• The task
Write out, word for word, only the lines from the one containing "Target | white sneaker" through the final line of the data.

• Input records
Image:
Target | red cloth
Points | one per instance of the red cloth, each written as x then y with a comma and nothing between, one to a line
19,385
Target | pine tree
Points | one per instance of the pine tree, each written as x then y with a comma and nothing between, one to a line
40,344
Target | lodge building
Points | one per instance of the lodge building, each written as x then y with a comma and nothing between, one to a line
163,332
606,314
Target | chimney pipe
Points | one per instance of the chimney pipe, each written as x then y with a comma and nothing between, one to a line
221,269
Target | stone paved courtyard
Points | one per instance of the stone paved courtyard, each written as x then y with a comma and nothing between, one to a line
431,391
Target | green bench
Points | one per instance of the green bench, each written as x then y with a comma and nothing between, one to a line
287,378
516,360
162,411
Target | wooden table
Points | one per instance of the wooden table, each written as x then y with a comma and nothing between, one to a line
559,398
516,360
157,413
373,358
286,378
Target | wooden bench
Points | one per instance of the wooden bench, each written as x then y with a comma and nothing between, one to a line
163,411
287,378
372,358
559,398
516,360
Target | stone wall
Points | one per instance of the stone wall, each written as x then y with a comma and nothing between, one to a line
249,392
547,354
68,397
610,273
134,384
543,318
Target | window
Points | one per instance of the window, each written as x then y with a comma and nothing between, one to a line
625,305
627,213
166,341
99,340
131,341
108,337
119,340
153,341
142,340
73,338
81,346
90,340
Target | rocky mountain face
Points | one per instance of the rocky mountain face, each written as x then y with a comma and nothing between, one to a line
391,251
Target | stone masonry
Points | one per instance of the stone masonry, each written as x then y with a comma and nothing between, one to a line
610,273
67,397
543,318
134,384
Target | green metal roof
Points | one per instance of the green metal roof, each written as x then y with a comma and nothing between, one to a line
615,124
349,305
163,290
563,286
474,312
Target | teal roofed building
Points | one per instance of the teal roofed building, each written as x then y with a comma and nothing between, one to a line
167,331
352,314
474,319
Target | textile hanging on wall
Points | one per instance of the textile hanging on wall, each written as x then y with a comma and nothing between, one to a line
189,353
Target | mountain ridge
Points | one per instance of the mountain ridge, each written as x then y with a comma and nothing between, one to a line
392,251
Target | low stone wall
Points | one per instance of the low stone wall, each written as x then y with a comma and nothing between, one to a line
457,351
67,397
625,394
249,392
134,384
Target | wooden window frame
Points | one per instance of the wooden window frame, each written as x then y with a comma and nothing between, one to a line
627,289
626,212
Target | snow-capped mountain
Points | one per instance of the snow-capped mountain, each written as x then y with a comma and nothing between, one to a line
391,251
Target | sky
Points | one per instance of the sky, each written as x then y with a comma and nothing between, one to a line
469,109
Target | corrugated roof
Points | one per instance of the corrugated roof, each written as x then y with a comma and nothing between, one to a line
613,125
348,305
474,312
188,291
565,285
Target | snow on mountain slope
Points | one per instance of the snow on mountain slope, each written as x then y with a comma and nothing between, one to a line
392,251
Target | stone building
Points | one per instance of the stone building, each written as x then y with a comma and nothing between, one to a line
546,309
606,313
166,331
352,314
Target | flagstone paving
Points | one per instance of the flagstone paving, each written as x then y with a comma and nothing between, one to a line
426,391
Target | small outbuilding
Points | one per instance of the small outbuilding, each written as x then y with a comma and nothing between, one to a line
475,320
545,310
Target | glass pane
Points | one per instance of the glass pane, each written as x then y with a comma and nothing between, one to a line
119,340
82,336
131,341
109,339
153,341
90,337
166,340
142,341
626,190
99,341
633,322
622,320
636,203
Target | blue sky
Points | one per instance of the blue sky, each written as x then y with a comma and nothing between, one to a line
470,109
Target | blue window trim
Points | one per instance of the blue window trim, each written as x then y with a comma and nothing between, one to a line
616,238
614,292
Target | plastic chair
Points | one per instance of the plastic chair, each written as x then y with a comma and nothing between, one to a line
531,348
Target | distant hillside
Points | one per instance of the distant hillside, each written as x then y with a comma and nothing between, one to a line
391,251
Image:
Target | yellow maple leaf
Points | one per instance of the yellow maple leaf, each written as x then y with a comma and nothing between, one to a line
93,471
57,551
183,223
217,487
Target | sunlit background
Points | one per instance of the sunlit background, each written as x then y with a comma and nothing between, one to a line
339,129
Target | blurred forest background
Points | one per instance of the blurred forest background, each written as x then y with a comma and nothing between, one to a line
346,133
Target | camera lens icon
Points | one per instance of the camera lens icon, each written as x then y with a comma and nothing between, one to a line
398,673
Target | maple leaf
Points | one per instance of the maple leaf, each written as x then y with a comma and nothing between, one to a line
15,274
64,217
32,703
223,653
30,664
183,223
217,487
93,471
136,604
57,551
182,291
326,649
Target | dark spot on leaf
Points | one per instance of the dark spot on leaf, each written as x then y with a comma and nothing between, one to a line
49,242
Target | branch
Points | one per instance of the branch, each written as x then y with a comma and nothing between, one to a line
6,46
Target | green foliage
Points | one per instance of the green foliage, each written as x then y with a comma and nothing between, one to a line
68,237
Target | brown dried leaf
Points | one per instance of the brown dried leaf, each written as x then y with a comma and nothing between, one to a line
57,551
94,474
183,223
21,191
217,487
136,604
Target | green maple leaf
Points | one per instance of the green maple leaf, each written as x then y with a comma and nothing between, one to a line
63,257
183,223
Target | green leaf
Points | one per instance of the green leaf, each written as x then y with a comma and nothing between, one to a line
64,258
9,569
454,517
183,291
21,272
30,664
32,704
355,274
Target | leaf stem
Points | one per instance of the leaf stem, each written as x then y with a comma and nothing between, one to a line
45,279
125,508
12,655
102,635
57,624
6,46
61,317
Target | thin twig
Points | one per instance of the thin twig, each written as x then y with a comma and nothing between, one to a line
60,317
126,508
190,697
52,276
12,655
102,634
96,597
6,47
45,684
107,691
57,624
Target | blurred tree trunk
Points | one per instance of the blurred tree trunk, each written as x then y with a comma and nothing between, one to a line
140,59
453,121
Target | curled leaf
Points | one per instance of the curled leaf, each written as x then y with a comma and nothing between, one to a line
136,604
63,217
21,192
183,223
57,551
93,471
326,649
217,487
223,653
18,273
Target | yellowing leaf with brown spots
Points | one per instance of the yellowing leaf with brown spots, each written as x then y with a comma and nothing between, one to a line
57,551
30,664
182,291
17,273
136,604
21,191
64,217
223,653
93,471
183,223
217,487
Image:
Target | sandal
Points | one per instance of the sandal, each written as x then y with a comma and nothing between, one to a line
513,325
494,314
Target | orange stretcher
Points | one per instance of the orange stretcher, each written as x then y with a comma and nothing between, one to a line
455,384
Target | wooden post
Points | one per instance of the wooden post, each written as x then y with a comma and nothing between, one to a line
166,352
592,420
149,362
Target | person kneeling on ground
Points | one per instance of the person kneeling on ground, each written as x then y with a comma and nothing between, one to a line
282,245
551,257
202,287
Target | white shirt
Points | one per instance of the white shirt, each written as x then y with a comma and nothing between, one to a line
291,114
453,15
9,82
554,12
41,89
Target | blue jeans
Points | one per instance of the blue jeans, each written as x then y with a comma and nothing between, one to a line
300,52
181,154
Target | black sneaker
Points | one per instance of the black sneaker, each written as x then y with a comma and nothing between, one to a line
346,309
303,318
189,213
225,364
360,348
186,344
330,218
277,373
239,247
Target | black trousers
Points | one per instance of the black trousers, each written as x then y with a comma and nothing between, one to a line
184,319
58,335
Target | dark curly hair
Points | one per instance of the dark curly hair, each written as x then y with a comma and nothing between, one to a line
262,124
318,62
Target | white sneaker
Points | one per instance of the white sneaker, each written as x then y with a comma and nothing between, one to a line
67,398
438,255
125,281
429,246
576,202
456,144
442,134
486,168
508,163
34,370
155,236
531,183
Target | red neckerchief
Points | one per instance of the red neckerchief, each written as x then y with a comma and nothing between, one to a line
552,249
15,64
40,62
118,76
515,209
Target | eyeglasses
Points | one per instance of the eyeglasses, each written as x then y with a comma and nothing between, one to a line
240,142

• Output of the exercise
Target | white sneaker
Points | one per instance of the white sneaker, each written as x then y with a comma and nothing between, one to a line
67,398
438,255
125,281
429,246
576,202
456,144
442,134
486,168
508,163
34,370
155,236
531,183
Target | red neckerchief
Points | one per instance of the red neckerchief, each written as x then y with a comma and nothing between, one to a line
552,249
15,64
40,62
118,76
515,209
Target | eyeglasses
Points | one per instance of the eyeglasses, each written as x then y with a comma and nothing between, one to a line
240,142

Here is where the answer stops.